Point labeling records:

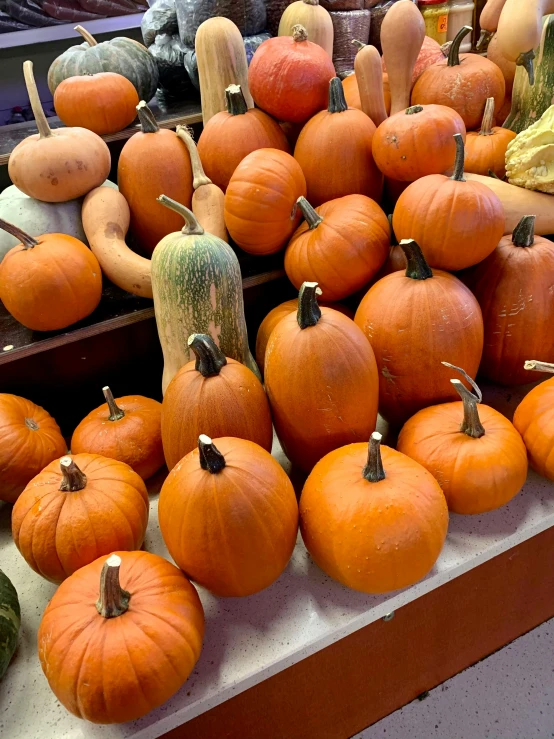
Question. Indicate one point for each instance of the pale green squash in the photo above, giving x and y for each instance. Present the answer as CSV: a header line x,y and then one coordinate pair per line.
x,y
197,287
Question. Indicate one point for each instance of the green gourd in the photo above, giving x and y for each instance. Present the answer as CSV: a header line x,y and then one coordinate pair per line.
x,y
197,287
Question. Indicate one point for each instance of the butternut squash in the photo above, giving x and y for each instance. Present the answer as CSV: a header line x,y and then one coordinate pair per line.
x,y
106,218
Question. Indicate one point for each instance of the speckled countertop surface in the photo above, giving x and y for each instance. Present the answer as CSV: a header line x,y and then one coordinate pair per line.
x,y
248,640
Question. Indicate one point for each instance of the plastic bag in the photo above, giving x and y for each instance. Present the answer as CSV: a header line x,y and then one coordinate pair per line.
x,y
160,19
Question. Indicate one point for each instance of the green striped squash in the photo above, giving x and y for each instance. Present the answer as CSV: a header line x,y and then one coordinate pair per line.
x,y
197,287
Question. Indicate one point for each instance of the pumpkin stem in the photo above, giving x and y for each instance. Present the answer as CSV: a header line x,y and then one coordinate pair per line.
x,y
209,357
73,479
116,414
113,600
309,312
454,51
191,227
337,101
311,216
27,241
211,459
524,232
373,471
36,106
417,267
199,177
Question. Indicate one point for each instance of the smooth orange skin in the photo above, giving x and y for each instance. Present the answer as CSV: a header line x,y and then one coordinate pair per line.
x,y
232,532
326,142
322,385
226,139
24,451
456,224
476,475
115,670
135,439
372,537
514,289
232,403
397,143
412,326
58,532
104,103
260,202
52,285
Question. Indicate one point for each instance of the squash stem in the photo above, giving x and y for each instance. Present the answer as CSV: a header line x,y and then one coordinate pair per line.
x,y
373,471
73,479
113,600
209,358
309,311
116,413
211,459
191,227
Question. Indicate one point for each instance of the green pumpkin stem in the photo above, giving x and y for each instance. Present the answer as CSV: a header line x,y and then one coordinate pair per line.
x,y
211,459
209,358
113,601
373,471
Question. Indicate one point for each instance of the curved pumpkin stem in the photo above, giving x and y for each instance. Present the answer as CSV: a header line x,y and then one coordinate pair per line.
x,y
113,600
373,471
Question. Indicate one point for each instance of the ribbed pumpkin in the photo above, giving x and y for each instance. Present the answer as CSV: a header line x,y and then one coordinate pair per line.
x,y
331,138
260,202
474,452
76,510
31,439
413,320
120,637
341,245
230,136
153,161
456,222
229,517
127,429
214,394
321,379
375,521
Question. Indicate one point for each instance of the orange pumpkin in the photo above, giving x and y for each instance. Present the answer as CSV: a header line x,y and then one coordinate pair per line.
x,y
260,202
456,223
214,394
127,429
373,521
413,320
397,143
120,637
31,439
341,245
229,491
104,103
480,464
49,282
76,510
321,379
331,138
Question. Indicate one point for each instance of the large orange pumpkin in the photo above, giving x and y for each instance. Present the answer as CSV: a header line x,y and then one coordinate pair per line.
x,y
76,510
215,394
375,522
127,429
120,637
321,379
414,321
31,439
457,223
260,202
229,517
337,135
475,453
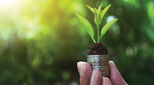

Exercise task – Starting at the line with "Question. Indicate one point for each instance of the orange" and going through the end of the records, write those lines out again with "Indicate" switched to "Mark" and nothing else changed. Leave out the pictures.

Final answer –
Question. Mark one point for each instance of the orange pumpkin in the photo above, giving x and y for each instance. Present the answer as CSV: a header line x,y and then one coordinate pair per line.
x,y
260,202
456,223
214,394
127,429
373,521
413,320
397,143
120,637
31,439
341,245
229,491
104,103
480,464
49,282
76,510
321,379
331,138
Question. Mark one point for each instance of the large orange pumpkin in the photo above, giving x and y for each instance. Present the answer as CSV: a header line x,y and then one coordinate pair per line.
x,y
76,510
215,394
375,522
127,429
120,637
321,379
414,321
31,439
457,223
260,202
229,517
337,135
475,453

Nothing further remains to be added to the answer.